##### Extracted entries

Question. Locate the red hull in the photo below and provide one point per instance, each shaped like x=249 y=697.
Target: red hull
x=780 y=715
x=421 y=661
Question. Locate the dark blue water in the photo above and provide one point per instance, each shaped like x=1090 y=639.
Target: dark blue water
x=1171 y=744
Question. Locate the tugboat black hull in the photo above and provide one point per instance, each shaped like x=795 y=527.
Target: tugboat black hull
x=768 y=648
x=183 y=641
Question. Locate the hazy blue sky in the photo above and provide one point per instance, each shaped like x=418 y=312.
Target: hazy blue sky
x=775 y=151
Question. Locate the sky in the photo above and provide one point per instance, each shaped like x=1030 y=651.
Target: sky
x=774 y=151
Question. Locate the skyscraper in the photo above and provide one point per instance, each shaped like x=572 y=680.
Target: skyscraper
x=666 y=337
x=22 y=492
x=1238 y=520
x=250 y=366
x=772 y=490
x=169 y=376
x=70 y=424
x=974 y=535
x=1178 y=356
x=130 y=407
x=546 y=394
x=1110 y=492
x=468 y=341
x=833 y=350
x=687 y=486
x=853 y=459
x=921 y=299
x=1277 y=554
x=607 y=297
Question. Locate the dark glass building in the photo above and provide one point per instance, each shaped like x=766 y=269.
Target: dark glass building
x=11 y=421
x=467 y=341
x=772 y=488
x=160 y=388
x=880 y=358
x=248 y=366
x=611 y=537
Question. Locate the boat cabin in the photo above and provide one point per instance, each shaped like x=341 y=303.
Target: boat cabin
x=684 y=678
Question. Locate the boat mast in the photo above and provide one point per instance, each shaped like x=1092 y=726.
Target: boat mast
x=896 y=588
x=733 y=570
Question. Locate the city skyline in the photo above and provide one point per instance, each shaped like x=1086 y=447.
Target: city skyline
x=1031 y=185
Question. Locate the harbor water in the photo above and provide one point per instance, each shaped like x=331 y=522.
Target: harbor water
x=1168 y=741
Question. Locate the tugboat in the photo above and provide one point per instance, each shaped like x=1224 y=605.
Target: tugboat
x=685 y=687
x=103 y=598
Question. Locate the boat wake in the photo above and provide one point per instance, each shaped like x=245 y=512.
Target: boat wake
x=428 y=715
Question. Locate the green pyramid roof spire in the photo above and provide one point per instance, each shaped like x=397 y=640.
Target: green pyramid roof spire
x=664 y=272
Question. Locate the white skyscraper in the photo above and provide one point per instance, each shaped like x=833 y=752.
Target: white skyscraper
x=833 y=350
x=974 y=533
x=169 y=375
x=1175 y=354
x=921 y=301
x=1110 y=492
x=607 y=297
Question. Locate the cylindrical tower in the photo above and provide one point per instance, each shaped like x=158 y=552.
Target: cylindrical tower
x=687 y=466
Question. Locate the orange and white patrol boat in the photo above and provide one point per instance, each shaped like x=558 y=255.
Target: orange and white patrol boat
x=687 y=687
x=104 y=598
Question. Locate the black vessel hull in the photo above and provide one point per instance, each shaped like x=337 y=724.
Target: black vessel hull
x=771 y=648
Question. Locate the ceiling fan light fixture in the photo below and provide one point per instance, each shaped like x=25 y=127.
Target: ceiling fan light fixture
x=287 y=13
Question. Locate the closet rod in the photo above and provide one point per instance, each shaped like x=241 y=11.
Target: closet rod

##########

§ Prompt
Rewrite everything from the line containing "Question. Locate the hazy" down to the line containing "x=684 y=678", replacing "skyscraper" with "high-rise" and leaving all else unchanged.

§ Reply to the exercise
Question. Locate the hazy blue sky in the photo above and provide one point per instance, each shaped like x=418 y=312.
Target: hazy blue sky
x=775 y=151
Question. Locate the sky in the photo above and provide one point per instance, each shaped like x=1030 y=651.
Target: sky
x=774 y=151
Question. Locate the high-rise in the photo above and provide one point per instance, each shaped like x=572 y=680.
Target: high-rise
x=666 y=337
x=22 y=492
x=1238 y=520
x=250 y=366
x=772 y=490
x=169 y=376
x=70 y=424
x=974 y=535
x=1178 y=356
x=130 y=407
x=546 y=394
x=1110 y=492
x=468 y=341
x=833 y=350
x=687 y=486
x=853 y=459
x=921 y=299
x=1277 y=554
x=607 y=297
Question. Locate the dark glass building in the photo above and provide one point per instance, each shaped like x=766 y=269.
Target: dark glass building
x=11 y=421
x=467 y=341
x=772 y=488
x=160 y=388
x=880 y=358
x=248 y=366
x=611 y=537
Question. Locate the boat cabin in the photo above and provide one point per instance, each shaped like x=341 y=303.
Target: boat cabin
x=684 y=678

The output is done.